Biology as Politics: The direct and indirect effects of Lewontin and Levins

Introduction to my essay review of

Biology Under the Influence: Dialectical Essays on Ecology, Agriculture, and Health, by Richard Lewontin and Richard Levins, Monthly Review Press, 2007

In “A Program for Biology,” one of this collection’s thirty-one essays, the Marxist biologists Richard Lewontin and Richard Levins (hereon: L&L) list recent “big mistakes” in scientific approaches to complex phenomena: “the green revolution, the epidemiological transition [from infectious to chronic diseases], sociobiology, the reification of intelligence testing, and the current fetishism of the genome.”  They attribute such mistakes to the “posing [of] problems too narrowly, treating what is variable as if it were constant and even universal, and offering answers on a single level only” (p.81).  What they point to is not simply the “philosophical tradition of reductionism,” but also “the institutional fragmentation of research, and the political economy of knowledge as a commodity” (p.9).  Indeed, their critical position extends beyond science to rejection of “the greed and brutality and smugness of late capitalism” (p.373).

Their anti-capitalist stance notwithstanding, the foci or starting points of L&L’s essays, like their 1986 collection, The Dialectical Biologist, lies in research in the life sciences.  Regarding the green revolution, for example, L&L see:

 …that a view based on unidirectional causation leads to the expectation that since grasses need nitrogen, a genotype that takes up more nitrogen would be more productive; since pesticides kill pests, their widespread use would protect crops; and since people eat food, increased yields would alleviate hunger (p.84).

The actual outcomes did not end up matching such simple causation because:

 …the increase in wheat yield was partly achieved by breeding for dwarf plants that are more vulnerable to weeds and to flooding; the killing of pests was accompanied by the killing of their natural enemies, their replacement by other pests, and the evolution of pesticide resistance.  The successful yield increases encouraged the diversion of land from legumes.  The technical packages of fertilizers, pesticides, irrigation, and mechanization promoted class differentiation in the countryside and displacement of peasants (p.84).

“A Program for Biology” ends with three fundamental questions for the study of complexity:

Why are things the way they are instead of a little bit different (the question of homeostasis, self-regulation, and stability)?  Why are things the way they are instead of very different (the question of evolution, history, and development)?  And what is the relevance to the rest of the world? (p.86)

The third question, rephrased in a later essay as “how [do we] intervene in these complex processes to make things better for us”? (p.115), invites… readers to ask what L&L’s essays tell us about having an effect—direct or indirect—on the complex processes of the production and application of scientific knowledge.  The essay review approaches this third question as it relates to social studies of science and technology and L&L’s contributions from four angles:

  • a more vigorous culture of science criticism;
  • a visible college of Marxist scientists in the USA;
  • inquiries into the diverse social influences shaping science; and
  • motivating readers who want to pursue their science as a political project.

Indirect contributions—influences on and appropriations by other actors in the wider realm of biology as politics—are discussed as well as the more direct effects.

Data supplied

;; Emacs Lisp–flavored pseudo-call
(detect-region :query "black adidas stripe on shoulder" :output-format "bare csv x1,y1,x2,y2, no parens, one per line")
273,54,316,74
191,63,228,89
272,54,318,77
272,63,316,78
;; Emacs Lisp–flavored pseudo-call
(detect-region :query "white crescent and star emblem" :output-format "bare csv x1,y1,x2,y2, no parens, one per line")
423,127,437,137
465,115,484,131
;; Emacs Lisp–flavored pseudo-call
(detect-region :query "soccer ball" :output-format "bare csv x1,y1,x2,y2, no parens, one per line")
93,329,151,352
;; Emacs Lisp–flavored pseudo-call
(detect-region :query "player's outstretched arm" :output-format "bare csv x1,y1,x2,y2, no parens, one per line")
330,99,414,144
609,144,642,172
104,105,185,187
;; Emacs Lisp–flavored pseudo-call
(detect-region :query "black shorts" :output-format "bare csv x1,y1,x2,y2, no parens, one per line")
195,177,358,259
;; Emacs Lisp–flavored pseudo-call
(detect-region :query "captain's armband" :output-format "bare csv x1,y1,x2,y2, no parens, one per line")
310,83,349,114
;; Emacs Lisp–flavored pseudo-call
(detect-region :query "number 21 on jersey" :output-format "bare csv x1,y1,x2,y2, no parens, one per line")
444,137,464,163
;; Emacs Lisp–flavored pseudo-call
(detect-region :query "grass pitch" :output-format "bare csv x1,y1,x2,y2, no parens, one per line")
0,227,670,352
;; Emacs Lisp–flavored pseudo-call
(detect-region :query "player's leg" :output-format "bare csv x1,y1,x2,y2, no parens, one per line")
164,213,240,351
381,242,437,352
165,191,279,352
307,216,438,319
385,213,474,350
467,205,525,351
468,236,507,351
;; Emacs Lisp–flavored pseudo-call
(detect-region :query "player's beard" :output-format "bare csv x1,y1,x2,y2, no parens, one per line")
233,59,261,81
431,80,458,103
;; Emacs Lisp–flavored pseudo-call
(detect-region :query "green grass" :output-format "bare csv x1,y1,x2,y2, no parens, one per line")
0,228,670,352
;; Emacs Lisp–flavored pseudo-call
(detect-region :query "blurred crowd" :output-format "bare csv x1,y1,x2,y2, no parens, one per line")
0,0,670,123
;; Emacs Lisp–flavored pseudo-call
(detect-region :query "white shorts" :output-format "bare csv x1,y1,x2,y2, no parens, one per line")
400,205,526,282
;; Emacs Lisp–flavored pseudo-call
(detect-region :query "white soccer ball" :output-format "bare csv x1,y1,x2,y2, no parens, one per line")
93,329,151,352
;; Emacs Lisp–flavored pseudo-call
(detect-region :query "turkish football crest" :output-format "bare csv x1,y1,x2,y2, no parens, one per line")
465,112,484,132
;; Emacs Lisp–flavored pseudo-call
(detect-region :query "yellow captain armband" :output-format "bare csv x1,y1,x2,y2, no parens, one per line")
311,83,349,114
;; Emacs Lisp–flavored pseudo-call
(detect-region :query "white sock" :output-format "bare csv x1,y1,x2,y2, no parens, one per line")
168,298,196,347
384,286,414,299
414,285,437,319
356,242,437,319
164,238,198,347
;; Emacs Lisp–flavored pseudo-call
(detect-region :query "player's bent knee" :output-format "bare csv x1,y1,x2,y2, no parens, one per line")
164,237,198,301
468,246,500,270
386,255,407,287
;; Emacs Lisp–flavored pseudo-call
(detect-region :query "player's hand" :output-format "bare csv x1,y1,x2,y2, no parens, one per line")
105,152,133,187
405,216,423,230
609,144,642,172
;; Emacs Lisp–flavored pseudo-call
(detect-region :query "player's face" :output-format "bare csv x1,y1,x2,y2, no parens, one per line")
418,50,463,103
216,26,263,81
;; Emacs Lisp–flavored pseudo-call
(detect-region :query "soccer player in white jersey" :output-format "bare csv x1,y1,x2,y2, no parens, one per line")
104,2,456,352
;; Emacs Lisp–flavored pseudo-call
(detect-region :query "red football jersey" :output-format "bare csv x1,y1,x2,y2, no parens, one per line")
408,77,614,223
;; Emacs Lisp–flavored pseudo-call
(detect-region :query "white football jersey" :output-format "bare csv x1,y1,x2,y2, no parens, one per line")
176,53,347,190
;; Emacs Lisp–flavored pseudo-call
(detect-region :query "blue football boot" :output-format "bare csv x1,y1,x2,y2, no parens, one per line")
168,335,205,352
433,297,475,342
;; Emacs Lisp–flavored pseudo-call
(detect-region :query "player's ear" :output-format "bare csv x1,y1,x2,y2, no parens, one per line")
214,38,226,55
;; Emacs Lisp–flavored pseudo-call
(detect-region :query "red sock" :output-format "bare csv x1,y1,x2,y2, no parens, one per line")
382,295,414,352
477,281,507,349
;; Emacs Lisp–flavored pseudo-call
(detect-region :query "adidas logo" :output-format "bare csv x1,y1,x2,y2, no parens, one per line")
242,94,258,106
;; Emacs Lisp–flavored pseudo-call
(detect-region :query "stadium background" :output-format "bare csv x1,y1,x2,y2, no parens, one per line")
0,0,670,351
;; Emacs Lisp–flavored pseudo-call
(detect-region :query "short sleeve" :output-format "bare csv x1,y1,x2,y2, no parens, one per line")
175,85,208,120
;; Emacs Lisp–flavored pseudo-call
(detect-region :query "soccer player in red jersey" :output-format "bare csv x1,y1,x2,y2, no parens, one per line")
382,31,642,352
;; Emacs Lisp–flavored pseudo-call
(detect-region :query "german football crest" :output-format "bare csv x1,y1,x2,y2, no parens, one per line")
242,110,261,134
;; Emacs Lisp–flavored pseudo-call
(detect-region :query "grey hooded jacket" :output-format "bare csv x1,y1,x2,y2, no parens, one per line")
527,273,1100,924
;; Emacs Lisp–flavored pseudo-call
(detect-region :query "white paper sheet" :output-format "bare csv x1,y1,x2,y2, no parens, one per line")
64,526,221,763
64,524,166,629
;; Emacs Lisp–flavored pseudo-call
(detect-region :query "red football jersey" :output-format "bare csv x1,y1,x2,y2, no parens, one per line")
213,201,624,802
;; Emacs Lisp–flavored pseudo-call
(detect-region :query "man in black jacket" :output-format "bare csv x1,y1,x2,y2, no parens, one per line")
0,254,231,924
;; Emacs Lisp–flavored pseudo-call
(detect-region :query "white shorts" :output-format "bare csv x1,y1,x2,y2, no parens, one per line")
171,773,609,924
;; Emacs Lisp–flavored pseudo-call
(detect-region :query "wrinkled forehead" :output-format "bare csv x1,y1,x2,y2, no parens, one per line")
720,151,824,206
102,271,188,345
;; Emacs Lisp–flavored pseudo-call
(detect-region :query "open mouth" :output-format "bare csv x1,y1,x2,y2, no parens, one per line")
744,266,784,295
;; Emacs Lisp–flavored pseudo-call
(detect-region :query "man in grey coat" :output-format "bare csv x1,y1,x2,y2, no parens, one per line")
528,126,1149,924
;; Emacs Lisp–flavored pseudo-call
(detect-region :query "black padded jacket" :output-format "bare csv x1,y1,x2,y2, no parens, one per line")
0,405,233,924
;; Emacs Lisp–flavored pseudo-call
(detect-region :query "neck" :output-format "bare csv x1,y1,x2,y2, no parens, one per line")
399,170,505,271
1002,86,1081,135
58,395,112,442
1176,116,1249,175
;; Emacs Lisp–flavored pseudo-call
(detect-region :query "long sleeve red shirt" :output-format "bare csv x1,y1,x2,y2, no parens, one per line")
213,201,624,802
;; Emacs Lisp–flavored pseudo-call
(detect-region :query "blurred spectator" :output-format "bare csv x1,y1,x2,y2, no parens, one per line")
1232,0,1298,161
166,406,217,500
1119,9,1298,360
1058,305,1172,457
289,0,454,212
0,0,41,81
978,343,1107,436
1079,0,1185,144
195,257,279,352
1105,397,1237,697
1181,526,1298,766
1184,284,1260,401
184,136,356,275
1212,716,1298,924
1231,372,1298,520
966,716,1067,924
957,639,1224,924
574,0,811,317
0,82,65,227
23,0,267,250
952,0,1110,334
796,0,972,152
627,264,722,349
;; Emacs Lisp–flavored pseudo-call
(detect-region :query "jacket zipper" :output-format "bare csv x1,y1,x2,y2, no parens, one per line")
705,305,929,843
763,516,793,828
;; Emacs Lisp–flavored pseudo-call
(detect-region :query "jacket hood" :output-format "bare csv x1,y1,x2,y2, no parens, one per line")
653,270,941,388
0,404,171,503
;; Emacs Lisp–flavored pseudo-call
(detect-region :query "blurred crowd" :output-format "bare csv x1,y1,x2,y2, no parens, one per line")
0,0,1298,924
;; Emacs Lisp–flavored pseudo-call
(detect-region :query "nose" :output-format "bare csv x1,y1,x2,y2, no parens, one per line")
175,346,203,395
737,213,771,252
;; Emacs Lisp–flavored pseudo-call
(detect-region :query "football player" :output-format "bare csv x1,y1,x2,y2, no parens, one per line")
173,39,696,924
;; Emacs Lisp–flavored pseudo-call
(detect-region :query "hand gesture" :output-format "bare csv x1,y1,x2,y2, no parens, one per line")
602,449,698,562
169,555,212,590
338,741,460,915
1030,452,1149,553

Your tasks
1) From the essay review introduction, copy the stretch from "Their anti-capitalist stance" through "alleviate hunger (p.84)." word for word.
2) Answer these from the essay review introduction:
(a) In what year was Biology Under the Influence published?
(b) How many essays does the collection contain?
(c) What was the title of Lewontin and Levins's 1986 collection?

Your written answers
1)
Their anti-capitalist stance notwithstanding, the foci or starting points of L&L’s essays, like their 1986 collection, The Dialectical Biologist, lies in research in the life sciences.  Regarding the green revolution, for example, L&L see:

 …that a view based on unidirectional causation leads to the expectation that since grasses need nitrogen, a genotype that takes up more nitrogen would be more productive; since pesticides kill pests, their widespread use would protect crops; and since people eat food, increased yields would alleviate hunger (p.84).

2)
(a) 2007
(b) Thirty-one
(c) The Dialectical Biologist